• Provided passage:
(begin)

Borislav Petkov <bp@alien8.de> writes:

> On Thu, Nov 02, 2023 at 11:42:22AM +0000, Muralidhara M K wrote:
>> From: Muralidhara M K <muralidhara.mk@amd.com>
>> 
>> AMD systems with Scalable MCA, each machine check error of a SMCA bank
>> type has an associated bit position in the bank's control (CTL) register.
>
> Ontop of this. It is long overdue:
>
> ---
> From: "Borislav Petkov (AMD)" <bp@alien8.de>
> Date: Tue, 28 Nov 2023 14:37:56 +0100
>
> Add some initial RAS documentation. The expectation is for this to
> collect all the user-visible features for interacting with the RAS
> features of the kernel.
>
> Signed-off-by: Borislav Petkov (AMD) <bp@alien8.de>
> ---
>  Documentation/RAS/ras.rst | 26 ++++++++++++++++++++++++++
>  Documentation/index.rst   |  1 +
>  2 files changed, 27 insertions(+)
>  create mode 100644 Documentation/RAS/ras.rst

I wish I'd been copied on this ... I've been working to get a handle on
the top-level Documentation/ directories for a while, and would rather
not see a new one added for this.  Offhand, based on this first
document, it looks like material that belongs under
Documentation/admin-guide; can we move it there, please?

Thanks,

jon

^ permalink raw reply	[flat|nested] 18+ messages in thread

* Re: [PATCH] Documentation: Begin a RAS section
  2024-01-09 17:47     ` Jonathan Corbet
@ 2024-01-09 18:36       ` Borislav Petkov
  2024-01-09 19:44         ` Jonathan Corbet
  0 siblings, 1 reply; 18+ messages in thread
From: Borislav Petkov @ 2024-01-09 18:36 UTC (permalink / raw)
  To: Jonathan Corbet
  Cc: Tony Luck, Yazen Ghannam, Muralidhara M K, linux-edac,
	linux-kernel, Muralidhara M K, linux-doc

On Tue, Jan 09, 2024 at 10:47:29AM -0700, Jonathan Corbet wrote:
> I wish I'd been copied on this ...

(end)

• Job a: In the records, copy out word for word the part that opens with the line containing "Where can the wide-brim" and closes with the line containing "pixel 107 191".
The kernel mailing-list excerpt and the records come from unrelated sources.

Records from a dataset
(begin)

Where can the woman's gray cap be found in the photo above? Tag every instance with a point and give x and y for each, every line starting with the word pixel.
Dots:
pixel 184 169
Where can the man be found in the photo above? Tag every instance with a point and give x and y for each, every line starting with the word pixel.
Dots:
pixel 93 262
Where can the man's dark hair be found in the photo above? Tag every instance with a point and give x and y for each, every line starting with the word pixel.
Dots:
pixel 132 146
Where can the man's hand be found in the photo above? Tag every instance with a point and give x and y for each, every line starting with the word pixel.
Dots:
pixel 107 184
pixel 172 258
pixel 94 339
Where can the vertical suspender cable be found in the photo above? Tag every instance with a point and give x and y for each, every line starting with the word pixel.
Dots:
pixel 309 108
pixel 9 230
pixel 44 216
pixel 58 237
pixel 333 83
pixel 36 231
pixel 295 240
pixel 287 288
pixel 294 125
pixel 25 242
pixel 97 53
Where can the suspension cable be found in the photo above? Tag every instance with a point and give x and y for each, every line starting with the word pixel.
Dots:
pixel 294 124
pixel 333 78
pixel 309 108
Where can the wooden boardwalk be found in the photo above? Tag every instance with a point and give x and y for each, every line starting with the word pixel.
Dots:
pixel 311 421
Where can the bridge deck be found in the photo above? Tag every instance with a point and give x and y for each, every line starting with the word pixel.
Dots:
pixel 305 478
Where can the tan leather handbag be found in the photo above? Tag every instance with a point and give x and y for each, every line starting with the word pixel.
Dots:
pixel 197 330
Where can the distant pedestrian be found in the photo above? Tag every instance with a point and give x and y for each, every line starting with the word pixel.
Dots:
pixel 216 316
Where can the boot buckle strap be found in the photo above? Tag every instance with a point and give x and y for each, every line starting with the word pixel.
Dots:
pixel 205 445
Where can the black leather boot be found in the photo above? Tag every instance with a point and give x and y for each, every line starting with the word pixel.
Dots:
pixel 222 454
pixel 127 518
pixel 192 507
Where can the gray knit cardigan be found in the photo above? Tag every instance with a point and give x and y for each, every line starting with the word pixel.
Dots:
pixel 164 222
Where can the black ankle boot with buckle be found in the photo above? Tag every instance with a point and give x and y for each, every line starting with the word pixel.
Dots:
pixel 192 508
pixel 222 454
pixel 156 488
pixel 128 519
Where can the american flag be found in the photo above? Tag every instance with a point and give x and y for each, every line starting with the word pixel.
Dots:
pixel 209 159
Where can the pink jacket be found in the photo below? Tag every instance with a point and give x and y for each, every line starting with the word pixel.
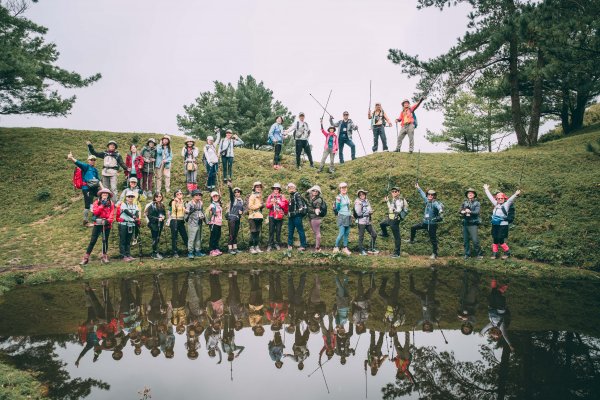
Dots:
pixel 327 136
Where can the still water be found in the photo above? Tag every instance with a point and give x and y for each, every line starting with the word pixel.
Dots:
pixel 308 334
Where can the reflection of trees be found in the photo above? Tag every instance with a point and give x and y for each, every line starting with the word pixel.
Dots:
pixel 546 365
pixel 38 354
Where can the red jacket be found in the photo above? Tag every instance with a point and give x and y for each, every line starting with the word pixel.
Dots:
pixel 106 212
pixel 283 204
pixel 139 164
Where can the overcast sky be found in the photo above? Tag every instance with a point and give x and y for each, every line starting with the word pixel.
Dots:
pixel 156 56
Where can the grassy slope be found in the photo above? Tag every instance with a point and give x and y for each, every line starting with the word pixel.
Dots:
pixel 555 216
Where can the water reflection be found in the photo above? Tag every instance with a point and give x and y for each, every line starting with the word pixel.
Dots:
pixel 214 333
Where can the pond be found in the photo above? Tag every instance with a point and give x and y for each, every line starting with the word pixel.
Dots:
pixel 308 334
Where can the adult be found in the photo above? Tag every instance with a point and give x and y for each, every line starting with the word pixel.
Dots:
pixel 189 153
pixel 176 221
pixel 315 207
pixel 331 147
pixel 301 133
pixel 194 215
pixel 156 214
pixel 226 146
pixel 345 127
pixel 148 153
pixel 112 162
pixel 103 209
pixel 164 156
pixel 276 138
pixel 296 211
pixel 342 207
pixel 128 217
pixel 500 221
pixel 470 210
pixel 211 162
pixel 255 217
pixel 397 211
pixel 378 121
pixel 134 162
pixel 277 205
pixel 237 207
pixel 364 212
pixel 432 215
pixel 408 123
pixel 90 184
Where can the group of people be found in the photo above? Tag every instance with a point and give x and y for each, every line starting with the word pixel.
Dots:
pixel 151 325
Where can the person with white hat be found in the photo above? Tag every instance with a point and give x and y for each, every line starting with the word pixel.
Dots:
pixel 342 208
pixel 189 153
pixel 211 162
pixel 128 217
pixel 148 153
pixel 90 183
pixel 103 209
pixel 317 208
pixel 164 156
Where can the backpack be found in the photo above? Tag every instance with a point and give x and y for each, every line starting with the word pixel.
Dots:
pixel 77 178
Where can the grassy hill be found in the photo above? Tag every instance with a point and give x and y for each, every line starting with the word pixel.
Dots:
pixel 556 215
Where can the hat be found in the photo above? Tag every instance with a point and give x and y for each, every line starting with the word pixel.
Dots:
pixel 105 190
pixel 470 190
pixel 316 187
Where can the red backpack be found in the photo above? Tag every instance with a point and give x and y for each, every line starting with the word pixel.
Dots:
pixel 77 178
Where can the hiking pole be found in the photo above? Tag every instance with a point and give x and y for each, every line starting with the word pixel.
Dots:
pixel 325 111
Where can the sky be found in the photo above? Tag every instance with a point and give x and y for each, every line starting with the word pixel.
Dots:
pixel 156 56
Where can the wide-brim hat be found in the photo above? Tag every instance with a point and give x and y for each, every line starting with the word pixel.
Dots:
pixel 470 190
pixel 107 191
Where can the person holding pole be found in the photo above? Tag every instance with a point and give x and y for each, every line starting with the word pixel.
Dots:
pixel 378 122
pixel 345 127
pixel 408 123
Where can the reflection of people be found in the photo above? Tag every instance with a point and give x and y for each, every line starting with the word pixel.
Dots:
pixel 498 314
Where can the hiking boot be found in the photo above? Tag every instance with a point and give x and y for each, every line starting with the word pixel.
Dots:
pixel 85 259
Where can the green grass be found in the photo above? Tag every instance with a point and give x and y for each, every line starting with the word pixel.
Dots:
pixel 556 216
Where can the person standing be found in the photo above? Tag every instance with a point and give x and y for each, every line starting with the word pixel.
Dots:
pixel 90 184
pixel 500 221
pixel 112 162
pixel 378 121
pixel 342 206
pixel 149 156
pixel 315 215
pixel 103 209
pixel 194 215
pixel 432 215
pixel 277 205
pixel 189 153
pixel 276 138
pixel 408 123
pixel 470 211
pixel 364 211
pixel 345 127
pixel 296 211
pixel 255 217
pixel 211 162
pixel 164 156
pixel 226 151
pixel 397 211
pixel 331 147
pixel 301 133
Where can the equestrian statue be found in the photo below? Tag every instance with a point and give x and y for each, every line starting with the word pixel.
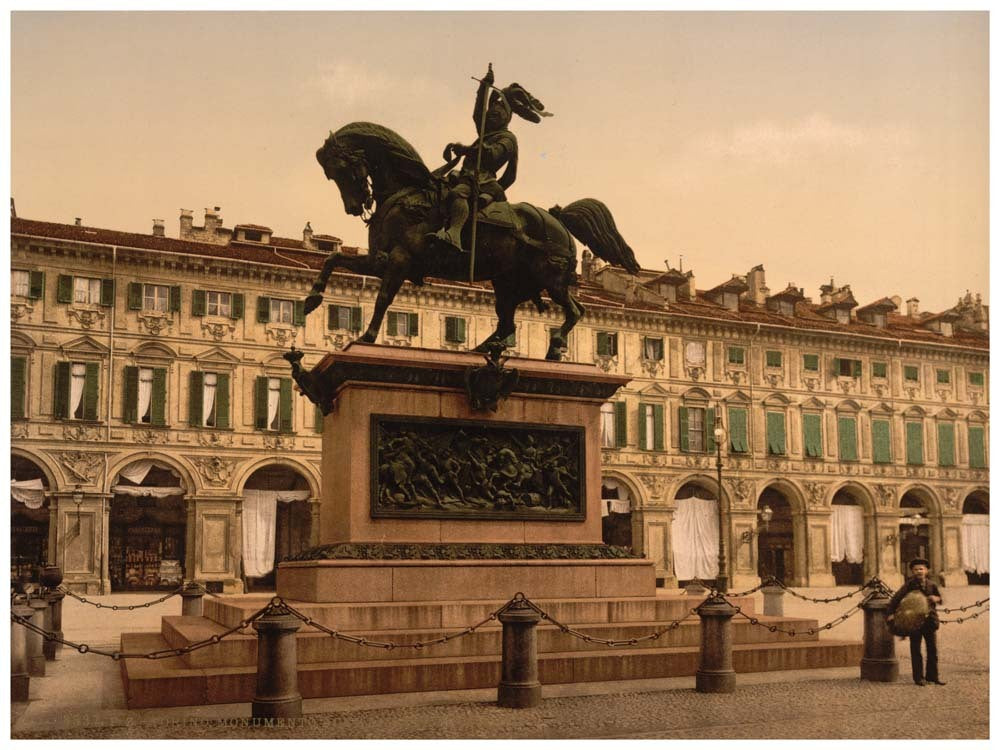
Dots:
pixel 455 223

(end)

• Job b: Give each distinct entry in the Cc line of the kernel mailing-list excerpt, naming any repeated entry only once.

• Full output a:
Where can the wide-brim hat be found in the photo above? Tag every instance with a point and give x and y for each, every line starting with the word pixel.
Dots:
pixel 470 190
pixel 107 191

• Full output b:
Tony Luck
Yazen Ghannam
Muralidhara M K
linux-edac
linux-kernel
linux-doc